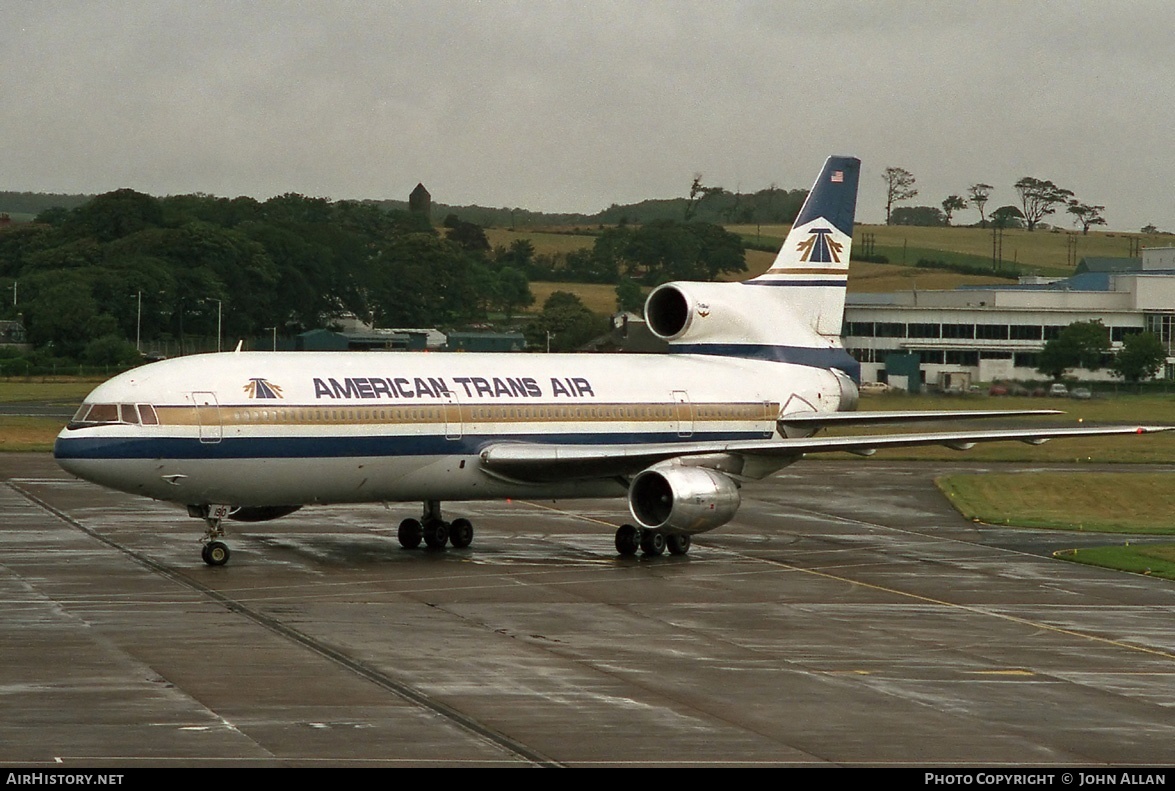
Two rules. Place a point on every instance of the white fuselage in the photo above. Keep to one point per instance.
(296, 428)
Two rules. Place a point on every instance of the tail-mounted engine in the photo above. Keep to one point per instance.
(687, 313)
(683, 498)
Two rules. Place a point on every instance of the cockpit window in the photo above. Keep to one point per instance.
(89, 415)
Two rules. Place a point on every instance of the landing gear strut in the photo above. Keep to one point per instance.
(434, 531)
(214, 551)
(630, 538)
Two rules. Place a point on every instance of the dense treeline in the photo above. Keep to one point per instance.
(771, 206)
(88, 281)
(290, 262)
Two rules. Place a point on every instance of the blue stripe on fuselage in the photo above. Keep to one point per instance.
(338, 447)
(797, 355)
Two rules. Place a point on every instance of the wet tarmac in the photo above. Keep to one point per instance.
(846, 617)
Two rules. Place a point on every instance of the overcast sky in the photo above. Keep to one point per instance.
(573, 106)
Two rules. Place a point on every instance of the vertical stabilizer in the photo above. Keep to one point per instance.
(812, 267)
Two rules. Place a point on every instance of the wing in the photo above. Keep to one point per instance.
(556, 462)
(821, 420)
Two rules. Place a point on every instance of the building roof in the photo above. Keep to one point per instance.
(1108, 263)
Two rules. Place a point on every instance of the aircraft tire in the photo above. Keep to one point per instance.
(628, 540)
(652, 542)
(461, 534)
(410, 534)
(215, 552)
(436, 534)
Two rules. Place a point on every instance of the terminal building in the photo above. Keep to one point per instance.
(953, 339)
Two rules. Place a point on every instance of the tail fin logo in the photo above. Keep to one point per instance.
(259, 388)
(820, 247)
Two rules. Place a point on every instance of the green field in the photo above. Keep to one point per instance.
(1094, 502)
(1150, 560)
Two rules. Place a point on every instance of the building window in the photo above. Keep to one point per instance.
(992, 332)
(1026, 333)
(959, 330)
(924, 330)
(890, 329)
(959, 357)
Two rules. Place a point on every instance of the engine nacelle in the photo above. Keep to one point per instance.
(261, 513)
(683, 498)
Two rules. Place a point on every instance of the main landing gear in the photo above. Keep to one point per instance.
(629, 538)
(434, 530)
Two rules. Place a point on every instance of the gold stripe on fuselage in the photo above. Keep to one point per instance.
(449, 413)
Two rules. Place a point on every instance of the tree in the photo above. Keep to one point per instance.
(629, 295)
(1086, 215)
(899, 187)
(951, 205)
(918, 215)
(698, 193)
(979, 194)
(1142, 356)
(1081, 344)
(1007, 216)
(1039, 199)
(565, 322)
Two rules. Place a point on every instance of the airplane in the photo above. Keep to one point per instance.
(753, 371)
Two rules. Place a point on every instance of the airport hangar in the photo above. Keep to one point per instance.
(994, 333)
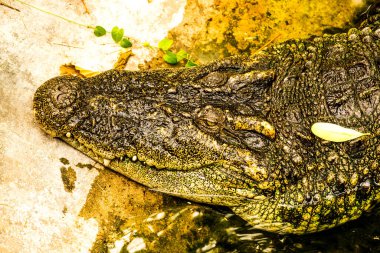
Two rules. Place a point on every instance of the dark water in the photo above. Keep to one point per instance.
(193, 228)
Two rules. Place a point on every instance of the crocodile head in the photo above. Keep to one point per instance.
(236, 132)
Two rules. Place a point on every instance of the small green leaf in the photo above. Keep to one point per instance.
(125, 43)
(117, 33)
(170, 57)
(181, 55)
(99, 31)
(165, 44)
(335, 133)
(190, 64)
(146, 44)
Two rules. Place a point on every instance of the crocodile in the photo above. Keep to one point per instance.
(237, 132)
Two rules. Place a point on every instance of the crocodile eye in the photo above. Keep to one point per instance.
(63, 95)
(214, 79)
(210, 119)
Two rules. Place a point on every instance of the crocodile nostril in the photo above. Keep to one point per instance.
(63, 96)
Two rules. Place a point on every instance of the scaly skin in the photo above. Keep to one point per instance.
(236, 132)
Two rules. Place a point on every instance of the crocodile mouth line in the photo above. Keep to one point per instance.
(90, 152)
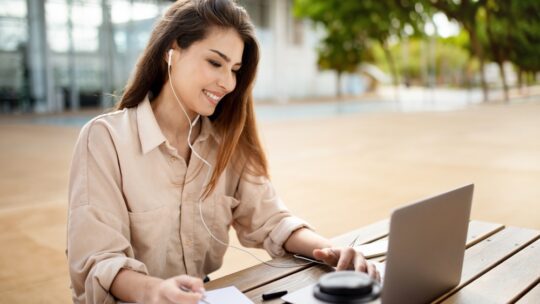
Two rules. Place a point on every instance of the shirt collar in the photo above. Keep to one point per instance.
(150, 133)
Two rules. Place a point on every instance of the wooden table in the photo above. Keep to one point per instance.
(502, 264)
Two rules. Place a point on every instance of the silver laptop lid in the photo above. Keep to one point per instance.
(426, 247)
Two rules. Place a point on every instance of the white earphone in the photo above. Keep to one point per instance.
(170, 57)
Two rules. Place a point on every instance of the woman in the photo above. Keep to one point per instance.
(156, 185)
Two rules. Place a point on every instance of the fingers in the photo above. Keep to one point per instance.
(372, 272)
(360, 263)
(346, 259)
(327, 255)
(183, 289)
(192, 283)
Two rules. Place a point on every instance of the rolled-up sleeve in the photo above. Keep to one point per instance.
(261, 219)
(98, 240)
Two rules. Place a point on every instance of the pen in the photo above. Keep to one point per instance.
(185, 289)
(274, 295)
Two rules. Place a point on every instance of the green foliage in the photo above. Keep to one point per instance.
(525, 34)
(352, 25)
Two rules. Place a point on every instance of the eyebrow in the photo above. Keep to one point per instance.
(224, 56)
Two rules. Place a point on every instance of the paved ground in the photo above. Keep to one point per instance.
(337, 172)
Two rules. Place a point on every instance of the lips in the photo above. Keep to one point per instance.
(213, 96)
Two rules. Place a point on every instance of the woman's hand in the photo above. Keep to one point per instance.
(179, 289)
(346, 258)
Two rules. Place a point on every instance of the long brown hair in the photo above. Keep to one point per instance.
(186, 22)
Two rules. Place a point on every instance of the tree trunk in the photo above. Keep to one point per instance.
(520, 80)
(480, 55)
(500, 63)
(338, 84)
(392, 65)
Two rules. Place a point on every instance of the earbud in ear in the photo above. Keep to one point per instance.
(170, 57)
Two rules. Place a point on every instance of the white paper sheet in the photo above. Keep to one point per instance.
(226, 295)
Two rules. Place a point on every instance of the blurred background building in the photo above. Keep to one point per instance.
(58, 55)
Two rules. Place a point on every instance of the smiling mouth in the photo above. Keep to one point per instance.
(213, 97)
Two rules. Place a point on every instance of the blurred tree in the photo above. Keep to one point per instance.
(342, 52)
(525, 36)
(465, 12)
(365, 20)
(498, 27)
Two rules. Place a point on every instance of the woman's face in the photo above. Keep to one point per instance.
(206, 71)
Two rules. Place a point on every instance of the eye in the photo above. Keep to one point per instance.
(214, 63)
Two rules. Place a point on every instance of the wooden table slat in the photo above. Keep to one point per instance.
(251, 277)
(487, 254)
(506, 282)
(477, 231)
(532, 296)
(290, 283)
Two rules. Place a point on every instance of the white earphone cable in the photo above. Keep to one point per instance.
(206, 181)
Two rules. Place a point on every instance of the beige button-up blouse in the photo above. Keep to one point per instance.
(133, 203)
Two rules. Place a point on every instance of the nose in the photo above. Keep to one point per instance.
(227, 81)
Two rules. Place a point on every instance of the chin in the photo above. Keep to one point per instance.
(206, 112)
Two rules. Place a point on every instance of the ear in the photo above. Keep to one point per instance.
(173, 48)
+---+
• **Required task**
The material above must be printed exactly, with its pictures left out.

• **Solution for this problem**
Two rules. Place a point on every instance of the white fuselage in the photo above. Keep to one point per instance.
(296, 428)
Two rules. Place a point on every instance of the tail-mounted engine in the photo above. Keep to one point per instance.
(687, 313)
(683, 498)
Two rules. Place a point on every instance of the cockpit window in the photo above. Keep to one point per instance.
(89, 415)
Two rules. Place a point on every instance of the landing gear strut in the photo above. Keep to one point per instance.
(434, 531)
(214, 551)
(630, 538)
Two rules. Place a point on every instance of the dense treeline in the photo above. Keep to one point per instance.
(771, 206)
(88, 281)
(290, 262)
Two rules. Place a point on every instance of the blue stripe on fuselage in the photo above. Keep to one point per instance.
(338, 447)
(797, 355)
Two rules. Place a point on every instance of the wet tarmac in the photo above. Keep to one point per instance.
(846, 617)
Two rules. Place a point on every instance of the overcast sky in the photo above. Keep to one point per instance.
(573, 106)
Two rules. Place a point on every instance of the vertical stabilizer in the photo above. Keep to one point per instance.
(812, 267)
Two rules. Place a point on every instance of the wing in the photo above. Keep to one point per instance.
(556, 462)
(821, 420)
Two rules. Place a point on every instance of the building roof in the photo above. Keep to one point per instance.
(1108, 263)
Two rules. Place a point on every instance of the aircraft tire in the photo above. Keep to one point per instance.
(628, 540)
(652, 542)
(461, 534)
(410, 534)
(215, 552)
(436, 534)
Two rules. Place a point on every instance of the terminal building in the photo above. Keep to one point per instance.
(953, 339)
Two rules. Place a point on every instance of the tail fin logo in the photo above. Keep to one point per instance.
(259, 388)
(820, 247)
Two rules. Place a point on every instance of the green field in the photo above. Keep to one point per instance.
(1094, 502)
(1150, 560)
Two rules. Place a point on every instance of the building window in the photo above. Keep to one point per instance.
(992, 332)
(1026, 333)
(959, 330)
(924, 330)
(890, 329)
(959, 357)
Two rules. Place a point on every instance of the engine nacelle in the photo above. Keep to one point per instance.
(261, 513)
(683, 498)
Two rules. Place a point on every instance of the main landing gear in the photo above. Keep to one point per instance.
(629, 538)
(434, 530)
Two rules. Place a point on every instance of the gold stripe on fuselage in the photo above. Keep to one point per instance.
(449, 413)
Two rules. Place a point on every instance of the tree in the photo above. Keep to one point per instance.
(629, 295)
(1086, 215)
(899, 187)
(951, 205)
(918, 215)
(698, 193)
(979, 194)
(1142, 356)
(1081, 344)
(1007, 216)
(1039, 199)
(565, 322)
Two rules. Place a point on every instance of the airplane in the photo above. Keep to one point per instance.
(753, 371)
Two rules. Place a point on every instance of the airport hangar in the photo above. Keep to one point per instance.
(994, 333)
Two rules. Place a point on every instance of the dark water in the photo above. Keep to one point per instance.
(193, 228)
Two rules. Place a point on every instance of the crocodile head in the photo above. Keep to one point per instance.
(236, 132)
Two rules. Place a point on every instance of the small green leaf in the photo above. Keep to one point per instance.
(125, 43)
(117, 33)
(170, 57)
(181, 55)
(99, 31)
(165, 44)
(335, 133)
(190, 64)
(146, 44)
Two rules. Place a point on every instance of the crocodile in the photo above. Keep to one point per instance.
(237, 132)
Two rules. Place a point on every instance of the crocodile eye in the photo above. Keep to one point per instance.
(63, 95)
(214, 79)
(210, 119)
Two rules. Place a point on every instance of the crocodile nostril in the photo above. Keep to one point per instance.
(63, 96)
Two rules. Place a point on every instance of the scaly skin in the photo above. Keep to one point per instance.
(236, 132)
Two rules. Place a point on every instance of the crocodile mouth line in the photo above. Keep to one point per instance.
(90, 152)
Two rules. Place a point on every instance of the shirt collar in the photo above. Keep to one point per instance.
(150, 133)
Two rules. Place a point on every instance of the wooden table in the photo above. Keep to one point per instance.
(502, 264)
Two rules. Place a point on every instance of the silver laptop lid in the photo above. Keep to one point per instance.
(426, 247)
Two rules. Place a point on every instance of the white earphone in the photo above. Keep to one point per instance.
(170, 57)
Two rules. Place a point on every instance of the woman in the photo above. Keep to one point per instance.
(156, 185)
Two rules. Place a point on every instance of the fingers in the photo above. Keep to one point per instance.
(372, 272)
(360, 263)
(346, 259)
(327, 255)
(183, 289)
(192, 283)
Two rules. Place a point on every instance of the rolled-up sleeve in the photo above. Keep to one point per instance.
(261, 219)
(98, 240)
Two rules. Place a point on every instance of the pen in the photo above. Keep to one point per instance.
(185, 289)
(274, 295)
Two rules. Place a point on every instance of the green foliage in the photo above. Keep to one point per instance.
(525, 34)
(352, 25)
Two rules. Place a point on every instance of the eyebrow in the photo above. Keep to one point per instance.
(224, 56)
Two rules. Place a point on every instance of the paved ground in the photo above. Keep to one point per instance.
(337, 172)
Two rules. Place a point on every instance of the lips in the photo above. Keep to one point per instance.
(213, 96)
Two rules. Place a point on every instance of the woman's hand in the photo above. Keep to one point per instance.
(179, 289)
(346, 258)
Two rules. Place a point on every instance of the long brown hair in the photo above. Keep to one point per instance.
(186, 22)
Two rules. Place a point on every instance of the tree trunk in the photo above. Keep to one point per instance.
(520, 80)
(480, 55)
(500, 63)
(338, 84)
(392, 65)
Two rules. Place a point on every instance of the earbud in ear in the photo above. Keep to one point per instance.
(170, 57)
Two rules. Place a point on every instance of the white paper sheet in the photo above. Keep to one point per instance.
(226, 295)
Two rules. Place a point on every instance of the blurred background building in the photo above. Keep to one point per instance.
(58, 55)
Two rules. Place a point on every instance of the smiling mouth in the photo above. Keep to one point per instance.
(213, 97)
Two rules. Place a point on every instance of the blurred tree in the photo above. Keep to one point per instance.
(342, 52)
(525, 36)
(465, 12)
(365, 20)
(498, 27)
Two rules. Place a point on every instance of the woman's face in the photo above. Keep to one point per instance.
(206, 71)
Two rules. Place a point on every instance of the eye in the photo above. Keep to one point per instance.
(214, 63)
Two rules. Place a point on every instance of the wooden table slat in the photo above. Keep to one point per instance.
(251, 277)
(487, 254)
(506, 282)
(477, 231)
(532, 296)
(290, 283)
Two rules. Place a point on every instance of the white earphone cable in the photo above. Keep to one point per instance.
(206, 181)
Two rules. Place a point on every instance of the beige button-up blouse in the photo above. Keep to one point per instance.
(133, 203)
Two rules. Place a point on every instance of the nose in the photo above. Keep to one point per instance.
(227, 81)
Two rules. Place a point on every instance of the chin in the photo above. Keep to one point per instance.
(206, 112)
Two rules. Place a point on every instance of the ear in the photo above. Keep to one point per instance.
(173, 48)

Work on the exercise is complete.